*EXERCÍCIO CURTO 1:* Liste todas as linhas mais abaixo que contêm a palavra "terraced". Maiúsculas e minúsculas fazem diferença.
+===+
E se "De onde você é?" significa "Qual o lugar que mais te toca e onde você tenta passar a maior parte do seu tempo?" então sou japonês, pois eu vivi o mais que pude nos últimos 25 anos no Japão. Exceto, pelo fato que em todos estes anos eu estive lá com visto de turista, e tenho certeza que não muitos japoneses iam querer me considerar um deles.
Digo tudo isto só para enfatizar como antiquado e direto meu passado é, pois quando eu vou a Hong Kong ou Sydney ou Vancouver, a maioria das crianças que encontro é muito mais internacional e multicultural que eu. Elas têm um lar ligado aos seus pais, mas um outro ligado aos seus companheiros, e um terceiro ao lugar onde eles estão no momento, um quarto ligado ao lugar que eles sonham estar, e muitos outros. E a vida delas será vivida juntando pedaços de diferente locais e colocando-os juntos em um único vitral. Lar para elas é realmente um trabalho em progresso. É como um projeto no qual eles estão constantemente incluindo melhorias e correções.
Para a maioria de nós, lar tem menos a ver com um pedaço de solo do que, poder-se-ia dizer, com um pedaço da alma. Se alguém de repente me pergunta: "Onde é seu lar?" Penso a respeito de minha amada e meus amigos mais próximos ou da música que viaja comigo onde quer que eu esteja.
E sempre me sinto assim, mas eu entendi, como era esperado, há alguns anos quando eu subia as escadas da casa de meus pais na Califórnia, e olhei através da janela da sala de estar e vi que estávamos cercados por chamas de 23 metros de altura, um daqueles incêndios que regularmente destroem as montanhas da Califórnia e muitos outros lugares assim. Três horas depois, aquele fogo tinha reduzido meu lar e tudo que estava dentro, exceto eu, a cinzas. Quando acordei no dia seguinte, eu dormia no chão da casa de um amigo, a única coisa que tinha no mundo era uma escova de dentes que tinha acabado de comprar em um supermercado 24 horas. Claro, se alguém me perguntasse naquela hora, "Onde é seu lar?" Literalmente não poderia apontar nenhuma construção física. Meu lar seria aquilo que eu levasse comigo.
+===+
*EXERCÍCIO CURTO 2:* Dê sequência ao texto sobre o sentido de lar, começando logo depois da última frase acima.

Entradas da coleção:
+===+
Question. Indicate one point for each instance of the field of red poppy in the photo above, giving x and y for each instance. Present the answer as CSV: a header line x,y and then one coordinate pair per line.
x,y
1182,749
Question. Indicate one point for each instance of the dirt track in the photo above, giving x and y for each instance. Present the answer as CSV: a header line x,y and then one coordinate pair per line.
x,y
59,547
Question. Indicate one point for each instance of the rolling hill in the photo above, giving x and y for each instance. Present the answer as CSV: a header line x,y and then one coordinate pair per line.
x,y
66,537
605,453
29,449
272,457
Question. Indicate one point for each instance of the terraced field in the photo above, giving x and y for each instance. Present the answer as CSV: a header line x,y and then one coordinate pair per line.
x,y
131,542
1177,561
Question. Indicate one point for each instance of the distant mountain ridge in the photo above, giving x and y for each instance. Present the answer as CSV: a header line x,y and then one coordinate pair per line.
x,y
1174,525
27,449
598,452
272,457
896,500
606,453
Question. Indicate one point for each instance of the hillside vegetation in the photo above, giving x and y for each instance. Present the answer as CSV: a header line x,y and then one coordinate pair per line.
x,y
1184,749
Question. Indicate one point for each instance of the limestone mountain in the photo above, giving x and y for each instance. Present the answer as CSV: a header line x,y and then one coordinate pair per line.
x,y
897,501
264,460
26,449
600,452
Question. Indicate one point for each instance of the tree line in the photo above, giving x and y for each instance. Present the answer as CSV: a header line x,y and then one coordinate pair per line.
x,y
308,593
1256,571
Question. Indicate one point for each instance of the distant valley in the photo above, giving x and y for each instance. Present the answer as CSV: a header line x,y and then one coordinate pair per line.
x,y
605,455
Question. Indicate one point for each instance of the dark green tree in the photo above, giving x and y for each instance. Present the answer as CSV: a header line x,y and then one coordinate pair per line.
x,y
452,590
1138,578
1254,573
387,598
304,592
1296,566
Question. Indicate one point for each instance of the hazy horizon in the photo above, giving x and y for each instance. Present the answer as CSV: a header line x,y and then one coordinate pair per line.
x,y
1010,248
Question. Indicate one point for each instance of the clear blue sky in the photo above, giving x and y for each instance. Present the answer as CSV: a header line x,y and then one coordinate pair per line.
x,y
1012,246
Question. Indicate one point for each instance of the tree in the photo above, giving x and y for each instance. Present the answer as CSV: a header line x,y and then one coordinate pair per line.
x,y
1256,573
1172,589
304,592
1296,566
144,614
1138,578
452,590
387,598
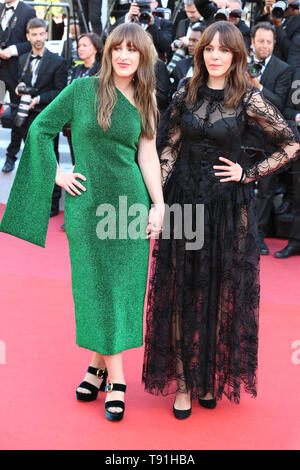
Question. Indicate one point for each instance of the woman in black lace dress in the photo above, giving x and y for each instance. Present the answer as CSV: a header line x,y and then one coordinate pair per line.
x,y
202,319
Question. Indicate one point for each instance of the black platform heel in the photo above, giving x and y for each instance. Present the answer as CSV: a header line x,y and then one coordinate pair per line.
x,y
114,416
101,374
182,414
209,404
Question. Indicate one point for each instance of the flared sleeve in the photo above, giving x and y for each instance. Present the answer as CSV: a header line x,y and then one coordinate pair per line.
x,y
27,211
277,132
169,134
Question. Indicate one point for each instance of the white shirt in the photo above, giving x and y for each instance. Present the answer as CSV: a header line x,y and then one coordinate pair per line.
x,y
5,20
8,14
267,60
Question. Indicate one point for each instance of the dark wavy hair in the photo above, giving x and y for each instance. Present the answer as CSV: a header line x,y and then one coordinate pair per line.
x,y
236,81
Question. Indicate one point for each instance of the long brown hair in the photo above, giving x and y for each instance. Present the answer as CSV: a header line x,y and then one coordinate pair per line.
x,y
236,81
143,83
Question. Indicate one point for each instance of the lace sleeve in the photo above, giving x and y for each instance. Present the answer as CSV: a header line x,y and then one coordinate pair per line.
x,y
169,134
277,131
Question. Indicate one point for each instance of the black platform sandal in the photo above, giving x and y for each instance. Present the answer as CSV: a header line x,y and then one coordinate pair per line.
x,y
114,416
209,404
101,374
182,414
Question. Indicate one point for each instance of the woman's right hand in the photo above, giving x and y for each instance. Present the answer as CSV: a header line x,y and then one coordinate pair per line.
x,y
68,181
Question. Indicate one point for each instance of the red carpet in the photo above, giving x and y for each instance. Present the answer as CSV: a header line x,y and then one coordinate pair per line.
x,y
40,367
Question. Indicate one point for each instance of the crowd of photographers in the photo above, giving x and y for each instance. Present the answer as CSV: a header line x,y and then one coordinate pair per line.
x,y
271,30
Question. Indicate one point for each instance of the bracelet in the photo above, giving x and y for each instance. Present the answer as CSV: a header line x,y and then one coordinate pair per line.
x,y
242,176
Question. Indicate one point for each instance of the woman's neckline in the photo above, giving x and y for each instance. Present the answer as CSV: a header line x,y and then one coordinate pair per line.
x,y
122,94
212,92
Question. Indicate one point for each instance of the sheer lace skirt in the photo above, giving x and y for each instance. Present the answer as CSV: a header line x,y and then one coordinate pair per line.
x,y
202,313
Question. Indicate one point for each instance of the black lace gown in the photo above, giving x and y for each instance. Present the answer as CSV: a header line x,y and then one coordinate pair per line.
x,y
203,305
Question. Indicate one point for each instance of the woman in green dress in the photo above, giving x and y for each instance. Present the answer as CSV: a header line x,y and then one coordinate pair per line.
x,y
113,119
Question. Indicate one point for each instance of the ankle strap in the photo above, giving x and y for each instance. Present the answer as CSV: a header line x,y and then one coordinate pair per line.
x,y
116,387
100,373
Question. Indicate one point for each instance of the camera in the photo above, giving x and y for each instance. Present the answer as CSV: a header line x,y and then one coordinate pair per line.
x,y
162,13
279,8
145,11
236,13
23,109
222,14
254,69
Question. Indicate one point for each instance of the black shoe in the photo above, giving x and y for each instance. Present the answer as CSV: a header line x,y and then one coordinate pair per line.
x,y
110,415
9,165
210,404
264,250
182,414
285,207
289,250
101,374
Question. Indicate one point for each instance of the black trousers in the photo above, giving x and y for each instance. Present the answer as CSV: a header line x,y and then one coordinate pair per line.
x,y
92,13
16,135
295,229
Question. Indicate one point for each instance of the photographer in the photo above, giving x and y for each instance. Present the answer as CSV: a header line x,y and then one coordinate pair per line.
x,y
274,80
292,113
92,13
229,10
185,67
161,30
275,76
287,24
184,26
235,17
42,75
14,16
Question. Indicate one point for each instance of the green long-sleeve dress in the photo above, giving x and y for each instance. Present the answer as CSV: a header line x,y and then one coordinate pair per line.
x,y
109,266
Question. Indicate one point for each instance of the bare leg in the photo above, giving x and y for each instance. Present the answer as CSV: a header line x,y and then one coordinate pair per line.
x,y
114,366
98,362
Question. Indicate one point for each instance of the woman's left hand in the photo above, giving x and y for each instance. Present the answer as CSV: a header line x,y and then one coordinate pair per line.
x,y
155,220
232,172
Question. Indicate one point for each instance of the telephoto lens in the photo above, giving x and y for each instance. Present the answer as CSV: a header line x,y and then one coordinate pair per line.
x,y
23,110
27,93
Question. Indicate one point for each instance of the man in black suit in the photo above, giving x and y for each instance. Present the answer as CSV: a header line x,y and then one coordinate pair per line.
x,y
185,67
184,27
159,28
287,32
292,113
46,72
14,16
274,83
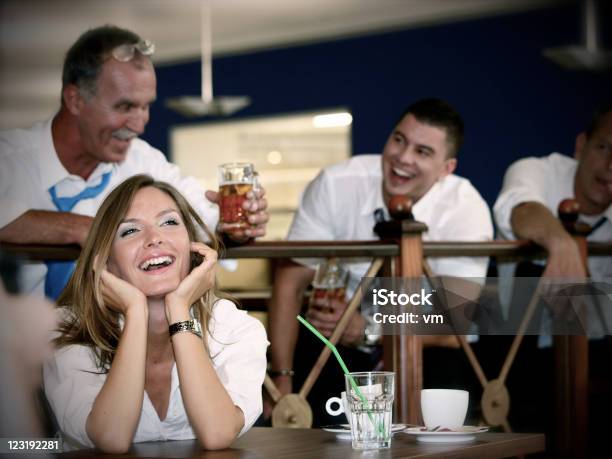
+===+
*RESPOSTA 1:*
Question. Indicate one point for each instance of the terraced field in the photo above, giving x and y for each instance. Present the answer as CSV: a header line x,y and then one coordinate pair per line.

*RESPOSTA 2:*
De algum modo, acho que é muito libertador. Pois quando meus avós nasceram, eles tinham o seu sentido de lar, seu sentido de comunidade, e mesmo seu sentido de inimizade, dado a eles ao nascer, e não tinham muita chance de escapar disso. Hoje em dia, pelo menos alguns de nós podem escolher nosso sentido de lar, criar nosso sentido de comunidade, moldar nosso sentido de eu, e ao fazer isso podem dar um pequeno passo além de algumas divisões preto no branco da era de nossos avós. Não é coincidência que o presidente da mais forte nação da terra seja meio queniano, crescido parte na Indonésia, e tenha um cunhado sino-canadense.
O número de pessoas morando em países que não o seu soma hoje 220 milhões, e esse é um número inimaginável, mas significa que se tomarmos toda a população do Canadá e toda a população da Austrália e novamente toda a população da Austrália e toda a população do Canadá e dobrar esse número, ainda terá menos pessoas do que esta grande tribo flutuante. O número de pessoas que vive fora do velho conceito de nação-estado está aumentando muito rapidamente, em 64 milhões só nos últimos 12 anos, que em breve haverá mais pessoas como nós do que americanos. Já representamos a quinta nação mais populosa da terra. De fato, na maior cidade canadense, Toronto, a média de moradores hoje que costumavam ser chamados de estrangeiros, alguém que nasceu em um país diferente.
Sempre senti que a beleza de ser cercado por estrangeiros é que isso é que o mantém acordado. Não podemos tomar nada por óbvio. Viajar, para mim, é quase como estar apaixonado, pois de repente todos os seus sentidos estão ligados. De repente você está atento aos padrões secretos do mundo. A real viagem da descoberta, como disse Marcel Proust, não consiste em ver lugares novos, mas em ver com novos olhos. E claro, assim que você tenha novos olhos, mesmo os lugares antigos, mesmo seu lar tornam-se algo diferente.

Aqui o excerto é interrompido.